> [Required task 1]: In the match report below, what did a terracing ticket cost?
[Start Passage given]
In fact, the biggest match in the country was in, of all places, Dingwall, where Ross County and Falkirk met in a clash between the top two sides in the first division. Whilst there was a bit of stirring beforehand, with the two managers slagging each other off to the press, it came as much amusement, at least to this writer, when Derek Adams and Steven Pressley in fact admitted after the game that their 'spat' was more about increasing interest in the game than about managerial mind-games.

It at least partly worked; more than four thousand souls pitched up to Victoria Park, an attendance that certainly bettered crowds at SPL matches at St. Johnstone, St. Mirren, Dunfermline, Kilmarnock and Inverness (Ross County's local rivals of course) this season. And those of us who turned up saw a match which made up for a lack of quality with great intensity and effort, as the home side ran out 3-1 winners. County now find themselves with a sturdy six point cushion at the top of the table. Whilst it wasn't necessarily a good advert for an expanded SPL - my father and I agreed that, aside from former Caley Thistle stalwart Grant Munro in the home defence, there wasn't a single player on the pitch who would obviously be capable of stepping up a level - it certainly indicated that Scotland's second tier is perfectly capable of putting on a good show, even if the cost of a terracing ticket was a rather steep £14.
[End Passage given]
> [Required task 2]: Select every line of the records below that contains the string "holding", matching case exactly.
[Start Dataset extract]
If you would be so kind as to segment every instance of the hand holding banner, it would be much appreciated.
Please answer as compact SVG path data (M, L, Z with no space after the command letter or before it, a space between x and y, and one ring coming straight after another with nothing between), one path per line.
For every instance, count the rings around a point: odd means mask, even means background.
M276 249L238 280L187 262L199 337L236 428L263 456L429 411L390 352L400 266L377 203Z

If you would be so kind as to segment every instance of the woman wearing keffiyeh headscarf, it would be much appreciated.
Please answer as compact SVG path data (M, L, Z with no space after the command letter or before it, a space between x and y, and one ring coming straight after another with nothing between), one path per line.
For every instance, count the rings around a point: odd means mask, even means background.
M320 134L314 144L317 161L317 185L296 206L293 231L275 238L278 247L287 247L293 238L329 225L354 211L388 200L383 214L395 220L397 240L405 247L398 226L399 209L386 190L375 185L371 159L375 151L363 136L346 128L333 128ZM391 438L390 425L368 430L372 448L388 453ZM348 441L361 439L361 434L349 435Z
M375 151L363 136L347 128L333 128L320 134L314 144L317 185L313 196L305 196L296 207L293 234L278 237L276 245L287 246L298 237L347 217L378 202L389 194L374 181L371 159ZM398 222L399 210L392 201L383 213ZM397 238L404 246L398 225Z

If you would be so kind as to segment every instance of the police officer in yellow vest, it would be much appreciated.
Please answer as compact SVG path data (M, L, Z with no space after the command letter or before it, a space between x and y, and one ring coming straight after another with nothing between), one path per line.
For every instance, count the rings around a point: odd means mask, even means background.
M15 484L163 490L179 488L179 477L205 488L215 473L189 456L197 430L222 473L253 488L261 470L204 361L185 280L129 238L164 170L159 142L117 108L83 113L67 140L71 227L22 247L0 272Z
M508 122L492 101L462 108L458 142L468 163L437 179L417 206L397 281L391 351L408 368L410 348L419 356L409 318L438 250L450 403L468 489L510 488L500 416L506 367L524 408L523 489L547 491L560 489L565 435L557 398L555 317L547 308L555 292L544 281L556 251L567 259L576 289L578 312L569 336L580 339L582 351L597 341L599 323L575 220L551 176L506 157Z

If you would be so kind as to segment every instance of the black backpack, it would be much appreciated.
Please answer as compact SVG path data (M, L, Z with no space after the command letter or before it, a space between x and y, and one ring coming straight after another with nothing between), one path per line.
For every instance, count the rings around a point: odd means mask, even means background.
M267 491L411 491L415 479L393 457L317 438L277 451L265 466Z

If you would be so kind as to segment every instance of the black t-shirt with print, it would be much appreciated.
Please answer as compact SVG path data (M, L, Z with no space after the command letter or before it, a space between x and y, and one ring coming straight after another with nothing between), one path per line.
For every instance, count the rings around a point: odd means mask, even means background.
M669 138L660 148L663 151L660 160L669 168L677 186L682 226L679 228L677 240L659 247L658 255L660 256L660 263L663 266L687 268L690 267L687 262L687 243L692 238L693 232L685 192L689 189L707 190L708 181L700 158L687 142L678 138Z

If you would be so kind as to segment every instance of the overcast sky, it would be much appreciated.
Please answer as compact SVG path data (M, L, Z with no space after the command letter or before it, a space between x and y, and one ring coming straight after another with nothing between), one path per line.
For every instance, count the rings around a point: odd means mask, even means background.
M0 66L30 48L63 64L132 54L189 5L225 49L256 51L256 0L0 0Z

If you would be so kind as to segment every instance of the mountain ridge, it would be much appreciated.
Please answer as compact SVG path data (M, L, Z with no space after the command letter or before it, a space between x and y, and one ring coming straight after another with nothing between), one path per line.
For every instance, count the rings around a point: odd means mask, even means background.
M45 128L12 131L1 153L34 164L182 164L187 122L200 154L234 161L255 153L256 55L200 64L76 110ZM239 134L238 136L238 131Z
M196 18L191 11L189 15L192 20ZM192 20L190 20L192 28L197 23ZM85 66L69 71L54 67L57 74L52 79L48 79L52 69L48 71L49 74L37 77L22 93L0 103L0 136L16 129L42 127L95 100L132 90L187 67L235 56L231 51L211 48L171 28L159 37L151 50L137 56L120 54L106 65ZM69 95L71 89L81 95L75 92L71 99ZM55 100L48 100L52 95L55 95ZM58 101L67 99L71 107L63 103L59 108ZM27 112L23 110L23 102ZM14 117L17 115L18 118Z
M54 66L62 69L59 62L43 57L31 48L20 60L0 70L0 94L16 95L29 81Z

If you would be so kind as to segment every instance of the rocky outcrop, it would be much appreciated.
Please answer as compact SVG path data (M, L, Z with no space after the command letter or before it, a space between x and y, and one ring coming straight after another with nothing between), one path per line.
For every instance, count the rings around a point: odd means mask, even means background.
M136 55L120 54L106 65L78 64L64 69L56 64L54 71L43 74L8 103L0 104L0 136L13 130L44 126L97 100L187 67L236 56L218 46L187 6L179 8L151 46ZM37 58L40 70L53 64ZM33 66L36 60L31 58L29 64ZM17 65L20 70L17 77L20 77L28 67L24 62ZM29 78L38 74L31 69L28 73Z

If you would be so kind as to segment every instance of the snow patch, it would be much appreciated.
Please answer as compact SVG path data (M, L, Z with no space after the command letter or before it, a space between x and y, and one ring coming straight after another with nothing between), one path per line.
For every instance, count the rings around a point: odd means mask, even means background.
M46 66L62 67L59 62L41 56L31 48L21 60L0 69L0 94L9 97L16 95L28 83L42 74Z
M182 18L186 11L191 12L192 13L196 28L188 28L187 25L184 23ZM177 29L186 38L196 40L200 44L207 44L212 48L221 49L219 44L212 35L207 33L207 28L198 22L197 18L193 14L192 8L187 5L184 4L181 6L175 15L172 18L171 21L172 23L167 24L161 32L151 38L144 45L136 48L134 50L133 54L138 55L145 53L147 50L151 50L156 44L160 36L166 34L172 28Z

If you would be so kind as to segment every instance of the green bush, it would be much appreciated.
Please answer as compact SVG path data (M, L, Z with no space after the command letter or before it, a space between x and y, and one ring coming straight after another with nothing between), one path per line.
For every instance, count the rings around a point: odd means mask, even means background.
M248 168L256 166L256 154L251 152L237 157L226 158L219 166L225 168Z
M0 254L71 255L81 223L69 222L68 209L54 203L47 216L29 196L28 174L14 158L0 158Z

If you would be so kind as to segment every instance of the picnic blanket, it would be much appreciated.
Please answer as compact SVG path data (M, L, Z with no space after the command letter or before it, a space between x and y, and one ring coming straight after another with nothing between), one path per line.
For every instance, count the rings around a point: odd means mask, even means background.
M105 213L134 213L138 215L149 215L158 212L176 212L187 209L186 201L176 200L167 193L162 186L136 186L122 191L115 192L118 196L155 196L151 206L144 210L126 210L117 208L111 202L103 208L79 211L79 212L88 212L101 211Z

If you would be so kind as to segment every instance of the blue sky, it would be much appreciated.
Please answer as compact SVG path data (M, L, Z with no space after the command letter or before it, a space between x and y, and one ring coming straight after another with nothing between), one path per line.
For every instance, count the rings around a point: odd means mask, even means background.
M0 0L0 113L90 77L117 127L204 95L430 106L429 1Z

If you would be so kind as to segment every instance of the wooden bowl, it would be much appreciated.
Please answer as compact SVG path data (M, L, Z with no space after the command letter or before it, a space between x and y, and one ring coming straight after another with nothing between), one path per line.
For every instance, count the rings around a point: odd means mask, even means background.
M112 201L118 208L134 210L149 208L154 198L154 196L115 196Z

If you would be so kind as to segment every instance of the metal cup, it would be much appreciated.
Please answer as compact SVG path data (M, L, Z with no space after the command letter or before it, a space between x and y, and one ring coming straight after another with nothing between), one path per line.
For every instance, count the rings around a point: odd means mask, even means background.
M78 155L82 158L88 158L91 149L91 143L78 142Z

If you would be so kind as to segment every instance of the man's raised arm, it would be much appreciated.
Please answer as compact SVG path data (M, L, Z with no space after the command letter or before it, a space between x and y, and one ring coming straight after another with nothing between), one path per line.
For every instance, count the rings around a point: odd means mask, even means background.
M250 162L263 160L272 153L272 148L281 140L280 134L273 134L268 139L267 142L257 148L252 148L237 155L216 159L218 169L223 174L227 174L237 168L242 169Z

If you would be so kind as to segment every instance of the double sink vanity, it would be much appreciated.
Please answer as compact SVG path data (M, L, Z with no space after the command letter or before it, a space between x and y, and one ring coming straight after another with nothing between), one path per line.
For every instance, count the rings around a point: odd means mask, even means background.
[End Dataset extract]
[Start Dataset extract]
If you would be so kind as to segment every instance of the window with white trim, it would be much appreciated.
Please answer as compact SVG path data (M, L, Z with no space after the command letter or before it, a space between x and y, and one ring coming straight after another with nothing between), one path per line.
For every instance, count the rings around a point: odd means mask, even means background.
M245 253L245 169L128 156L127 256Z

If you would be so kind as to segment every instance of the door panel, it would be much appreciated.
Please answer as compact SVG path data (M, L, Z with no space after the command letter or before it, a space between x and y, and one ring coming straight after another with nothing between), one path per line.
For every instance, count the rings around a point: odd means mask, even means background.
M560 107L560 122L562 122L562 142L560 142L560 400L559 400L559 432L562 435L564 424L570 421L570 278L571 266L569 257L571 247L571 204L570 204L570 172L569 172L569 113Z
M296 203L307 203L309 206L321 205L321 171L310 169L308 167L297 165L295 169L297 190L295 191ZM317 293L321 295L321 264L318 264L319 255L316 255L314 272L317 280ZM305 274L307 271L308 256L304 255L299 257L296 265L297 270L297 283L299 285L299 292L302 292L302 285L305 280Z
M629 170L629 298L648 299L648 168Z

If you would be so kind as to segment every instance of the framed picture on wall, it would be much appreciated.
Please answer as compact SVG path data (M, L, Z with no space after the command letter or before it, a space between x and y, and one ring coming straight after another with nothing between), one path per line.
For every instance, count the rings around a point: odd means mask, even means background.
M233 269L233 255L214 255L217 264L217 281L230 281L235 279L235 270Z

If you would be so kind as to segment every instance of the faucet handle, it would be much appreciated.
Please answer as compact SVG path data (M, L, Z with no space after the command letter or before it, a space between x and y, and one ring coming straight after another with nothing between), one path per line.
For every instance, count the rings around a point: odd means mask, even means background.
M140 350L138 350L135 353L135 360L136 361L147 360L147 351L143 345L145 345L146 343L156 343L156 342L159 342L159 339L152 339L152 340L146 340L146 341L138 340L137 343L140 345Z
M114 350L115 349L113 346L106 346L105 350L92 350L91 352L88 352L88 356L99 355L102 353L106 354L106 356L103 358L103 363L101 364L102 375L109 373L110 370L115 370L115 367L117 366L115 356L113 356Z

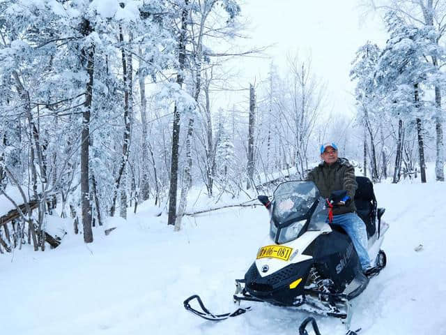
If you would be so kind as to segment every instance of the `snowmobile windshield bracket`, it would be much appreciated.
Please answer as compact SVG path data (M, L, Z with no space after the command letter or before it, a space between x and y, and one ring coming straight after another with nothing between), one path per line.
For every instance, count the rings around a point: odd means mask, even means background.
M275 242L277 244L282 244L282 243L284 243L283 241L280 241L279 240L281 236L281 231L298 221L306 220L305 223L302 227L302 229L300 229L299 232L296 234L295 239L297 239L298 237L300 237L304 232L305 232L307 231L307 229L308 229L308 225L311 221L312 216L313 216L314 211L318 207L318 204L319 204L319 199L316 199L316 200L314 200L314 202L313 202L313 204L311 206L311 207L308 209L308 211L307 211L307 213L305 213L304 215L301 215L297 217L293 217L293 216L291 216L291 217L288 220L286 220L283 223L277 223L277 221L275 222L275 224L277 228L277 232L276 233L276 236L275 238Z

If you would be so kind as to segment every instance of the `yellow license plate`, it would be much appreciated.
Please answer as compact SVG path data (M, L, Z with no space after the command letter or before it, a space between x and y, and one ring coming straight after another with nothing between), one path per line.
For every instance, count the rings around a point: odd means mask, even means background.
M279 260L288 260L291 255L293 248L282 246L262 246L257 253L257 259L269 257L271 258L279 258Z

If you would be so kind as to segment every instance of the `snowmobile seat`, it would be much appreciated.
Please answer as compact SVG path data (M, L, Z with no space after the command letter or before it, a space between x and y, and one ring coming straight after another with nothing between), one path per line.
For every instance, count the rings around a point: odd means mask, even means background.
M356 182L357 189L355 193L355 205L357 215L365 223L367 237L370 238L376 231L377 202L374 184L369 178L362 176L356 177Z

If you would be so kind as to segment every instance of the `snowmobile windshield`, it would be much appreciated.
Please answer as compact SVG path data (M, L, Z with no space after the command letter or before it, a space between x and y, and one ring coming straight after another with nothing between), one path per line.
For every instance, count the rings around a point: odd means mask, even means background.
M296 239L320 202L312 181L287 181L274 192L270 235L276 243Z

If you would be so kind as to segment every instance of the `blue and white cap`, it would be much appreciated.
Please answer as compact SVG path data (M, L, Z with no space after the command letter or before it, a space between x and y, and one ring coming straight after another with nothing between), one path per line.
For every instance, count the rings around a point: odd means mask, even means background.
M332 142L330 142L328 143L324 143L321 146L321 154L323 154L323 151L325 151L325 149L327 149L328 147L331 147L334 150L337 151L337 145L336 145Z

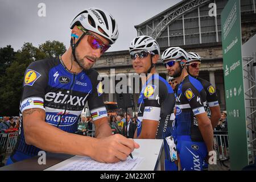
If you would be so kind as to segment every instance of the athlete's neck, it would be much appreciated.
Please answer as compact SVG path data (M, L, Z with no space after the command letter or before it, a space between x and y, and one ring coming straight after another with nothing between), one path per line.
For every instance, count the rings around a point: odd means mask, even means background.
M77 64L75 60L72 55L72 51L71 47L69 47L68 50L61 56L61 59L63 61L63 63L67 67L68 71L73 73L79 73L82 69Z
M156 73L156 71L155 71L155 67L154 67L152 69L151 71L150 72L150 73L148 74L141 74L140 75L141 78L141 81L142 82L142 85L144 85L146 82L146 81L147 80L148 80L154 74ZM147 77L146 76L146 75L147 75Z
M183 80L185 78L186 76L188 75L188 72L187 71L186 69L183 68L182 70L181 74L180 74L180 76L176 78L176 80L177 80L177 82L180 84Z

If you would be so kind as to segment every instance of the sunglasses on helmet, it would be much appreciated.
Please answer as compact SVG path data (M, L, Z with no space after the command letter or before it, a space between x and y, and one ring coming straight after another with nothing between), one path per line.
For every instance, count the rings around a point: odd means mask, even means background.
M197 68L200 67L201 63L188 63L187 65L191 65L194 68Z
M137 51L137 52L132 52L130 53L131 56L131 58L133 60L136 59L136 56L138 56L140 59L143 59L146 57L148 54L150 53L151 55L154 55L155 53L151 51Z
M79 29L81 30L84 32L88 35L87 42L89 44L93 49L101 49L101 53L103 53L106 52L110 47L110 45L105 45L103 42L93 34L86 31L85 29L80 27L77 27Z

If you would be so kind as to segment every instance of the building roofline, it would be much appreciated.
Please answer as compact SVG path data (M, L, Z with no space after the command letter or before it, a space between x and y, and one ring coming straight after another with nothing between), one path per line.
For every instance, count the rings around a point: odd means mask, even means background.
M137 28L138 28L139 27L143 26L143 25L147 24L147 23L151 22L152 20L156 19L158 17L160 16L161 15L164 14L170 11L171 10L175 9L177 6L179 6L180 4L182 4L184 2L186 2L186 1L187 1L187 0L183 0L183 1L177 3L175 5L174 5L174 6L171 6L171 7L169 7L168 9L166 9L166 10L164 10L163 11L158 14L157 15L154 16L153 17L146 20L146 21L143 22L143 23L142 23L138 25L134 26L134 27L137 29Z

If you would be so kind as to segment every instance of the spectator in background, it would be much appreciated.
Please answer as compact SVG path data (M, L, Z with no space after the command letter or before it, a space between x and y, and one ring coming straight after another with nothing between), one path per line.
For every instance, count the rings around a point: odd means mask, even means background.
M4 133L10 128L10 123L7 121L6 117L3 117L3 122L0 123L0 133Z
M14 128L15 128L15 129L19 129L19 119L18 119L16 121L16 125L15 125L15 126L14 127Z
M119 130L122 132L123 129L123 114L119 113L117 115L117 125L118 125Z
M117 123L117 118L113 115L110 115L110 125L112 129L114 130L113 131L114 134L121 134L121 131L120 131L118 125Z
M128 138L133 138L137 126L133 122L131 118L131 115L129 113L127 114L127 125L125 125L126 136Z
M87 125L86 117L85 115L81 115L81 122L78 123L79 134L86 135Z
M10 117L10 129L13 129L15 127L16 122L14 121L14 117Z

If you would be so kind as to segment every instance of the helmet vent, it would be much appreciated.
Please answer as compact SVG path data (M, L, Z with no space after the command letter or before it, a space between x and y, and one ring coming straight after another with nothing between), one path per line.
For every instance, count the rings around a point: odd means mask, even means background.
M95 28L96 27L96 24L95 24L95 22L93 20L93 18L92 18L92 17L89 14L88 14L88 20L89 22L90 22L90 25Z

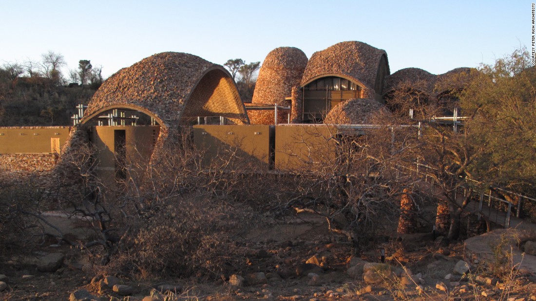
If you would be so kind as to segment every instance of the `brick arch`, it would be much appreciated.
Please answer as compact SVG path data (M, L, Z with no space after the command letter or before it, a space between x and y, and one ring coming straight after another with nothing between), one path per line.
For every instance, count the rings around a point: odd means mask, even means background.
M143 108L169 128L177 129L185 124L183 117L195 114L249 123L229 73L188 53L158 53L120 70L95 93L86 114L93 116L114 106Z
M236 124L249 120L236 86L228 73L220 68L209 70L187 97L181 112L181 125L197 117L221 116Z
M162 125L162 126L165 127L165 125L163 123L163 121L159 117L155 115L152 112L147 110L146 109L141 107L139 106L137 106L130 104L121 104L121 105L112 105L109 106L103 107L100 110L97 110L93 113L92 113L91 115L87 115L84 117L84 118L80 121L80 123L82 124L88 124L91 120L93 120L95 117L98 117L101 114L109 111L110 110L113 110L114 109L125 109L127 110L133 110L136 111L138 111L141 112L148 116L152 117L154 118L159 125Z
[End Dataset extract]
[Start Dataset extract]
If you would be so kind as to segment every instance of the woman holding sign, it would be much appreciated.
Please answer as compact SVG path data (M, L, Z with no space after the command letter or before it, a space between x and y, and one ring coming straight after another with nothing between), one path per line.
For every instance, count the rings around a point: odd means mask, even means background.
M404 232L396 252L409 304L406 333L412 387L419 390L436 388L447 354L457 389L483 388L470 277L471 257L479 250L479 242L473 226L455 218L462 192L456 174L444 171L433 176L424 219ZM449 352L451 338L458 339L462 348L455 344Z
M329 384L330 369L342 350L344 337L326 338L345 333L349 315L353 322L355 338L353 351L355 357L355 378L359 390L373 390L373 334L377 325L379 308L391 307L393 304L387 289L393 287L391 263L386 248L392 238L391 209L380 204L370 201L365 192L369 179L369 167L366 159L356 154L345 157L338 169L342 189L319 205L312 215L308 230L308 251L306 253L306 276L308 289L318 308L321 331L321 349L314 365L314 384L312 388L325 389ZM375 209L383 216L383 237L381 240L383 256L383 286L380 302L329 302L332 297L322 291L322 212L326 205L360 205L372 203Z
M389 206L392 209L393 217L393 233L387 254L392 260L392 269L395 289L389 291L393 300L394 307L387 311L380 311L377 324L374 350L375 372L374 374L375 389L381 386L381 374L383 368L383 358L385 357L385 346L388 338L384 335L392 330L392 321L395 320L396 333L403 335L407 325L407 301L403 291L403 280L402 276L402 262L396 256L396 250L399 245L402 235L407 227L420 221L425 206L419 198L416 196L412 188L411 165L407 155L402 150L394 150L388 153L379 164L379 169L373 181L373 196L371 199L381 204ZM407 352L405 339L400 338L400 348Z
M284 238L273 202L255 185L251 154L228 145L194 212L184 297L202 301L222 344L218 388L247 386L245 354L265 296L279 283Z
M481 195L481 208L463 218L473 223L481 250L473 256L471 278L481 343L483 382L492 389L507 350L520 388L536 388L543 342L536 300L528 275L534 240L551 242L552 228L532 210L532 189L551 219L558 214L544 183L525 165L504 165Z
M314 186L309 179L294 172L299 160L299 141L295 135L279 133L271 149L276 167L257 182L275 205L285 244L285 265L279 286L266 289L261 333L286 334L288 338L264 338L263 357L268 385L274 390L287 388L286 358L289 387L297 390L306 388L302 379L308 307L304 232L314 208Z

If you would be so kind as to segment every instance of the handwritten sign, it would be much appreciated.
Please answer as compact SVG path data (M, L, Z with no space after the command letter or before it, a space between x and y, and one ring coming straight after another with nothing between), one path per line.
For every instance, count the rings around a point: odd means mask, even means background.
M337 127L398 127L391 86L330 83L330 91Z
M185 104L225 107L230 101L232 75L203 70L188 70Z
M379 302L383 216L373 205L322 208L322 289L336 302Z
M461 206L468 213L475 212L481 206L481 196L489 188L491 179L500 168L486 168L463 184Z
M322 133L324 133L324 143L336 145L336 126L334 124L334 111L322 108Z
[End Dataset extract]
> [Response 1]: £14.

> [Response 2]:
If you would be so kind as to segment every instance of the hand holding banner, it would be much appreciated.
If you would be so kind as to segment every instance of the woman holding sign, it would be much appreciated.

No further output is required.